## GIVEN TASK:
Tally the lines in the entries below that contain the string "mane" and reply with the number alone.

# # # # # # #

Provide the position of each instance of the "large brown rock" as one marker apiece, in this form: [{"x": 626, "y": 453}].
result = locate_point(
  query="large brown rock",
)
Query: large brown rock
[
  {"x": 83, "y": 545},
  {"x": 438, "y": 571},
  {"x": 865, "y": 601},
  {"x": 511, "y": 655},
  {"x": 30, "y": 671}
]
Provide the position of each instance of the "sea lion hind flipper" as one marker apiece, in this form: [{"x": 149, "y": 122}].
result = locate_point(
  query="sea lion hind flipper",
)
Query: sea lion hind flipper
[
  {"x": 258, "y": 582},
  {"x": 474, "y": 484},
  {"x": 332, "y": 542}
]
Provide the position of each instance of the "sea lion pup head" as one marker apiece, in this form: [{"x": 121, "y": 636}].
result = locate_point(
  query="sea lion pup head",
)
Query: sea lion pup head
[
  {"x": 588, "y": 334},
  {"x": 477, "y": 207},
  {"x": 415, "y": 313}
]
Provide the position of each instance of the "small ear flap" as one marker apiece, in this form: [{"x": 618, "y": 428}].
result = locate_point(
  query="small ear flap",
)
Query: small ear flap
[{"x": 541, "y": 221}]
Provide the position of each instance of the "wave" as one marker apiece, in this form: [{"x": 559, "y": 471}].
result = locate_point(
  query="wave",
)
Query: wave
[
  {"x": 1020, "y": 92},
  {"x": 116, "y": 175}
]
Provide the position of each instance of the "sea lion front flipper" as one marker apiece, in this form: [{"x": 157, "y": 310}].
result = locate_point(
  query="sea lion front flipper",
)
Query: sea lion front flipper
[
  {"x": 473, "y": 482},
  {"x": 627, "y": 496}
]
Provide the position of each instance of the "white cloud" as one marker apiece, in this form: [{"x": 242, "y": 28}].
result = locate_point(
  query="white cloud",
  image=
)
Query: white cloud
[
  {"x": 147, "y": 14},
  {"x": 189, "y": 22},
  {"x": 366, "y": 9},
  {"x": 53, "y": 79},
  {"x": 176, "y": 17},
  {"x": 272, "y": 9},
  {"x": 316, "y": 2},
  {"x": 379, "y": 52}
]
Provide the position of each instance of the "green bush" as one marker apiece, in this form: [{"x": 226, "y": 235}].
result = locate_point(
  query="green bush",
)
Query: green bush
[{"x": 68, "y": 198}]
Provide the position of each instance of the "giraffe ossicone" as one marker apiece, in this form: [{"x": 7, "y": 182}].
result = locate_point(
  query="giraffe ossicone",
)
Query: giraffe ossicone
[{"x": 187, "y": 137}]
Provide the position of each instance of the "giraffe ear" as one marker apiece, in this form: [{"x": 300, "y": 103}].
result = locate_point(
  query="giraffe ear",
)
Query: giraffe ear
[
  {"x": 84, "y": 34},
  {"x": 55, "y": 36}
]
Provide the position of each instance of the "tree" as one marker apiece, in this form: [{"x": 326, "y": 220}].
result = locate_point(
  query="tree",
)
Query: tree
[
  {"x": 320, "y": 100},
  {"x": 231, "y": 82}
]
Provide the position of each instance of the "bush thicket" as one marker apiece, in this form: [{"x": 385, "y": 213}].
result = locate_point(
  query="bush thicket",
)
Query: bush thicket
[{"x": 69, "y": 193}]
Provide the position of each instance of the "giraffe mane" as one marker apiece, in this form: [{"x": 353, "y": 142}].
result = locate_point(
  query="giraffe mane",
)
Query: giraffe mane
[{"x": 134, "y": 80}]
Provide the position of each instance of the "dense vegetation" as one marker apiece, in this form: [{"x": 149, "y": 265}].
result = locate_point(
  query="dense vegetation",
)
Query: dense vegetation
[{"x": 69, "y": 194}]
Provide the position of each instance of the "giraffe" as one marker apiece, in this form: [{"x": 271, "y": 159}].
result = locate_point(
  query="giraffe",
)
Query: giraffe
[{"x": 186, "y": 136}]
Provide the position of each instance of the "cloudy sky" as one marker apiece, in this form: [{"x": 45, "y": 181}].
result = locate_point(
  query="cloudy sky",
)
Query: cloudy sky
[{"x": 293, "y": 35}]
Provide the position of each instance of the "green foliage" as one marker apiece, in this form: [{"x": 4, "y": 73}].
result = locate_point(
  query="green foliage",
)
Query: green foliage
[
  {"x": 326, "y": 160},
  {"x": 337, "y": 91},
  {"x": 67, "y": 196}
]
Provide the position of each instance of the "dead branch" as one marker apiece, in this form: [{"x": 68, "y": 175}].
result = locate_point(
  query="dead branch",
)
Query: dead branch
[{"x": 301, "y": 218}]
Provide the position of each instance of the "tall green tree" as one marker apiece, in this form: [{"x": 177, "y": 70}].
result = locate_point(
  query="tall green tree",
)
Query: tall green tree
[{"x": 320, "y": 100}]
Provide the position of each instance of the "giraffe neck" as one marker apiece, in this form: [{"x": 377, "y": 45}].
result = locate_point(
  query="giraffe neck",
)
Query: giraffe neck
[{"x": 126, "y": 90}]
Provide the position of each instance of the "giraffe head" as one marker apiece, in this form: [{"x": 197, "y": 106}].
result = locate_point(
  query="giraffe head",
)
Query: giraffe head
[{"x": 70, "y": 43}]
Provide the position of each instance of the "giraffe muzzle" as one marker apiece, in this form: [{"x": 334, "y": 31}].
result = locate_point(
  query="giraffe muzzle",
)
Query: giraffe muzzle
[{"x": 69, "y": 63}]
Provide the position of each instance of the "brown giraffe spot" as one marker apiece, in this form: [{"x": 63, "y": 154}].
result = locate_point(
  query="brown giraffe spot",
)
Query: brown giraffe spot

# # # # # # #

## REPLY TO THE EXERCISE:
3